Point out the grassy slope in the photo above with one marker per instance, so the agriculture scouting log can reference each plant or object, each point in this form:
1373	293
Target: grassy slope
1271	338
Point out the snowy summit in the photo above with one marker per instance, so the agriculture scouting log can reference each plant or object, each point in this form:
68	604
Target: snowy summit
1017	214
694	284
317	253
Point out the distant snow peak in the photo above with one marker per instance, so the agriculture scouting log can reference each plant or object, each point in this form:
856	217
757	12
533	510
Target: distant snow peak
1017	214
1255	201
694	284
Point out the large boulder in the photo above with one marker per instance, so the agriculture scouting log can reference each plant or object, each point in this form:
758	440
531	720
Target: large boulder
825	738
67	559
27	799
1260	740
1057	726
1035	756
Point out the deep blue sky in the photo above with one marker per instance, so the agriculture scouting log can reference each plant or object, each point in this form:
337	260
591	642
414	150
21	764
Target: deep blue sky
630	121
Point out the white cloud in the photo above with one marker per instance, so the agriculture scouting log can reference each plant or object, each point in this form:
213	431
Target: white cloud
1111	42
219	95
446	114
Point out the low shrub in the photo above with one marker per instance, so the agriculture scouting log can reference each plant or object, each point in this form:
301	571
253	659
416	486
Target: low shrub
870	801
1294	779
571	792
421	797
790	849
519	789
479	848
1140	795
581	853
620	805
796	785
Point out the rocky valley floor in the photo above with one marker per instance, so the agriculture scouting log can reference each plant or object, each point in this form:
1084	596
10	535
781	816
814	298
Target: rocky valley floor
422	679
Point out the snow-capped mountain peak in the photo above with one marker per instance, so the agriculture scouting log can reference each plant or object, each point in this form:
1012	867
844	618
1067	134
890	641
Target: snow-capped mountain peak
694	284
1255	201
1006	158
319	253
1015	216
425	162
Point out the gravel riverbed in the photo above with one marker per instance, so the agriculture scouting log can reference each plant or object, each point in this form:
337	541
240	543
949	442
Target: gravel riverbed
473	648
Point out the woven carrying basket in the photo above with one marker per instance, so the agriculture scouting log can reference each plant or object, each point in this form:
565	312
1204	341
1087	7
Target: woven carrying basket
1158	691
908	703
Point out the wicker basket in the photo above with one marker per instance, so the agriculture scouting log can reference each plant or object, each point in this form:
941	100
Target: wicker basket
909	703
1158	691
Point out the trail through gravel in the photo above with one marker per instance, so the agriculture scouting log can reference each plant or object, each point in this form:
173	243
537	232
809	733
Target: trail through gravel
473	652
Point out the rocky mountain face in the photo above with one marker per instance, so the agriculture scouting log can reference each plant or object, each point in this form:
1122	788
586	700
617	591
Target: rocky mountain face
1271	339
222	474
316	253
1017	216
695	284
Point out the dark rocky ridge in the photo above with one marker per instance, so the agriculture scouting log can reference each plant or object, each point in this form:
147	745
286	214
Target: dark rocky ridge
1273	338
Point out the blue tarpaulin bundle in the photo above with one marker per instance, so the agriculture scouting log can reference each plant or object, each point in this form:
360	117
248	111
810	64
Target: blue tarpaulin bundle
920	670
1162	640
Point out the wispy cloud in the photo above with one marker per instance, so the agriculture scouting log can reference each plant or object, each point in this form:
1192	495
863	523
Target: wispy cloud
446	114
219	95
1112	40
□ □ □ □ □ □ □
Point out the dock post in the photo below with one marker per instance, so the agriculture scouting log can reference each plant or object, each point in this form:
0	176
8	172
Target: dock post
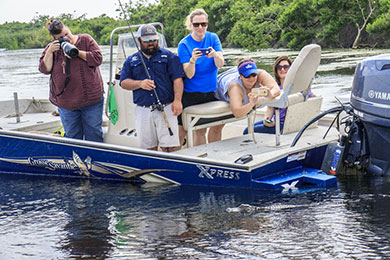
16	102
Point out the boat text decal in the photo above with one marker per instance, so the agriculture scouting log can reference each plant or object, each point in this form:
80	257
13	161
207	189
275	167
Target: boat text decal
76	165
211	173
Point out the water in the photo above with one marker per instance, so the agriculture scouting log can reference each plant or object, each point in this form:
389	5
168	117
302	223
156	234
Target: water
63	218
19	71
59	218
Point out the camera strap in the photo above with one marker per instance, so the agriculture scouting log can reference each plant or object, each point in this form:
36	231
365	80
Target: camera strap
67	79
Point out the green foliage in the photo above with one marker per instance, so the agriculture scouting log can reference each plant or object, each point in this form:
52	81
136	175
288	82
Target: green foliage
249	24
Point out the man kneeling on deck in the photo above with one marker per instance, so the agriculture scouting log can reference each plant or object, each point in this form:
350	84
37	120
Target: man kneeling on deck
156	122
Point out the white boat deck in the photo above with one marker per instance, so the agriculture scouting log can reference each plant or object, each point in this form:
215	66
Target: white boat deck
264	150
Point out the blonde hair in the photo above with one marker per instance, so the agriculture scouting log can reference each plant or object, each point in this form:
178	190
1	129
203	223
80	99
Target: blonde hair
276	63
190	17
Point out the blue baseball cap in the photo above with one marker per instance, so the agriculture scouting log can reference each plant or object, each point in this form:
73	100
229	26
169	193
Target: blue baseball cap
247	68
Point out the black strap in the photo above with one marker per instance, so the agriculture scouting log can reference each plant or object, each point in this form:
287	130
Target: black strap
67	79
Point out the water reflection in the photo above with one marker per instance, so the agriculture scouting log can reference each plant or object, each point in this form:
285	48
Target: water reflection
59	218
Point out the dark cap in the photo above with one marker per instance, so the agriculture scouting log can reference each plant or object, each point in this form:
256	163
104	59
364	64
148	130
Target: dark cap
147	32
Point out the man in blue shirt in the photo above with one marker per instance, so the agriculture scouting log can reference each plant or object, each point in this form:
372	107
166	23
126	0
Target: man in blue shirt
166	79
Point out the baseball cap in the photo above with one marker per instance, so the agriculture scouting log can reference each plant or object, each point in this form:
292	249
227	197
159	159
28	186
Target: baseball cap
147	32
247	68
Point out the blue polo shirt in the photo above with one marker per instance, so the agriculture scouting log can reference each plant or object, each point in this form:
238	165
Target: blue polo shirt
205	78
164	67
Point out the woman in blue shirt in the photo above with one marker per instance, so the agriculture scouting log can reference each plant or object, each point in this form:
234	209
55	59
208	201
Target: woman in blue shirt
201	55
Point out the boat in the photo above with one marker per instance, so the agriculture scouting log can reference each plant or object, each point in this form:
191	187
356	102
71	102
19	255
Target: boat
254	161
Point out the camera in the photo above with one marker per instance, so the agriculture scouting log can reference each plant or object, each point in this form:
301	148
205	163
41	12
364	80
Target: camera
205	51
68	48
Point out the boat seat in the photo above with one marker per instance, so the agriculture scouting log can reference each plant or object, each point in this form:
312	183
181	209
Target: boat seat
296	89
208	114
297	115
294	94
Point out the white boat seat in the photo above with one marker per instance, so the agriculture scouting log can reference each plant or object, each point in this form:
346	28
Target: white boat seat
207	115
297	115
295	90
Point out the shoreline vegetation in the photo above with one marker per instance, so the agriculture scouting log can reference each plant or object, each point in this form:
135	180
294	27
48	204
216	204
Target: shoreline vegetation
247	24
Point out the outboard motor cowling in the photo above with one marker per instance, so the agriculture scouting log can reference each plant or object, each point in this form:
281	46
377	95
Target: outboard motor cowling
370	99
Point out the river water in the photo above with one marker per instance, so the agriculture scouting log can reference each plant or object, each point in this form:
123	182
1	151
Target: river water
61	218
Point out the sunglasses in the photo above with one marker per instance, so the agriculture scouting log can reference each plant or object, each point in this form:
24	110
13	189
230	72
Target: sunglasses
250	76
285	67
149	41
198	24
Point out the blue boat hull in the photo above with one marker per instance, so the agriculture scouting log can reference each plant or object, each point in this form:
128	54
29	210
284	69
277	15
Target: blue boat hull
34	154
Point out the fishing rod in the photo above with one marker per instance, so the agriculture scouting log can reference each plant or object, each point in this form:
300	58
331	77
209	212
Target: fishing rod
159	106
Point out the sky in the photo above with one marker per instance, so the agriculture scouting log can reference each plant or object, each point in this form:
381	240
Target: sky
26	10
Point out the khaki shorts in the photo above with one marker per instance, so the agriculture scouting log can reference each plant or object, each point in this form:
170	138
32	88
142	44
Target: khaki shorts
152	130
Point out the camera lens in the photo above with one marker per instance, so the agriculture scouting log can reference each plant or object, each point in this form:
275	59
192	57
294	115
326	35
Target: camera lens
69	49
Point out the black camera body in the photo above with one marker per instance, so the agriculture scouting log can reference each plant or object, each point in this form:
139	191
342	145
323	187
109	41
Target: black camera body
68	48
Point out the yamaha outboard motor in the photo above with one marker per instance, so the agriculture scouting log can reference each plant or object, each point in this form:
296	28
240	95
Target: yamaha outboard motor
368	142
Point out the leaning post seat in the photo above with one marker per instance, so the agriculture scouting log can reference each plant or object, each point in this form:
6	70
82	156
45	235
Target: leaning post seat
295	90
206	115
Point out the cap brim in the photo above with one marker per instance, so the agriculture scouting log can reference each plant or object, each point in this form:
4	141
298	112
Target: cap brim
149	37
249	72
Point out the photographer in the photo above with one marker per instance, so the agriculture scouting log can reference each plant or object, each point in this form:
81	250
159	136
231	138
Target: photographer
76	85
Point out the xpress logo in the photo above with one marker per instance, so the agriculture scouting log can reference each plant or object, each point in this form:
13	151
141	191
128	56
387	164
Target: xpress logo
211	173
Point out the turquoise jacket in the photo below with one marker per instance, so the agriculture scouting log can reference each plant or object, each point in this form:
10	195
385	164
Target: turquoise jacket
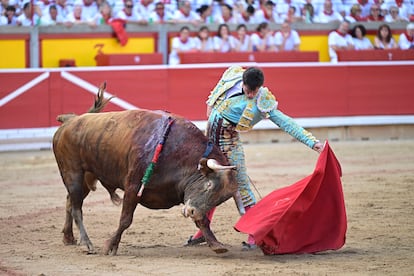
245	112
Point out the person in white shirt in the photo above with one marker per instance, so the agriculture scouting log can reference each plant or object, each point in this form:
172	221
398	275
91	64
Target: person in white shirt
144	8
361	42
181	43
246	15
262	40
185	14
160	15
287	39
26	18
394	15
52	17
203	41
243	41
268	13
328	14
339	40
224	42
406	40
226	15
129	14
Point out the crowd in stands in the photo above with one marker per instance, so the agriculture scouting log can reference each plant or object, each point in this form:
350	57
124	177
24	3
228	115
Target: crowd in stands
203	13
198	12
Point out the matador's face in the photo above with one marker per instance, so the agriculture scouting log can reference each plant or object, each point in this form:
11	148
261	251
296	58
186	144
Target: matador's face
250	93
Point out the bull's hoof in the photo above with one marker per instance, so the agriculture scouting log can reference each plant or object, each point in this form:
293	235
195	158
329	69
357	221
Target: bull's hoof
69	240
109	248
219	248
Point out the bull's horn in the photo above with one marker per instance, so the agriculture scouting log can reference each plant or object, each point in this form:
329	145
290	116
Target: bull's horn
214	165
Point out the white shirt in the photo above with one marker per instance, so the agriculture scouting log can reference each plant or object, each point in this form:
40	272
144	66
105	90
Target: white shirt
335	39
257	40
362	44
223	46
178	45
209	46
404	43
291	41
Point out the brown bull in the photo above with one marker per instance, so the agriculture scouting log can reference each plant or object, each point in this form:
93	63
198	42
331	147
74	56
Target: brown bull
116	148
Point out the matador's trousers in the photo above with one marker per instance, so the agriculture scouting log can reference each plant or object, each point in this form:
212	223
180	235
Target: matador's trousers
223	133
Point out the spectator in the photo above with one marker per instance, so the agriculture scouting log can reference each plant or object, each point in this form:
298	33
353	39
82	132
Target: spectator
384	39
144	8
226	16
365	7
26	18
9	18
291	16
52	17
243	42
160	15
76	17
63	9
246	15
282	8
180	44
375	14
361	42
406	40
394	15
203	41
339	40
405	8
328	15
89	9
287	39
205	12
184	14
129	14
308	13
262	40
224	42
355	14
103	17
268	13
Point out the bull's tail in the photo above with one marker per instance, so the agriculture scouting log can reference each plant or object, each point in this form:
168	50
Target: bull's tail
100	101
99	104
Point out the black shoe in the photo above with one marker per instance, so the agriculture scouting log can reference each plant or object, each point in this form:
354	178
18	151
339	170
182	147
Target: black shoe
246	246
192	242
□ □ □ □ □ □ □
### Goal
Tally the lines in the records above that contain the string "grassy", and reply with the number alone.

### Completed task
2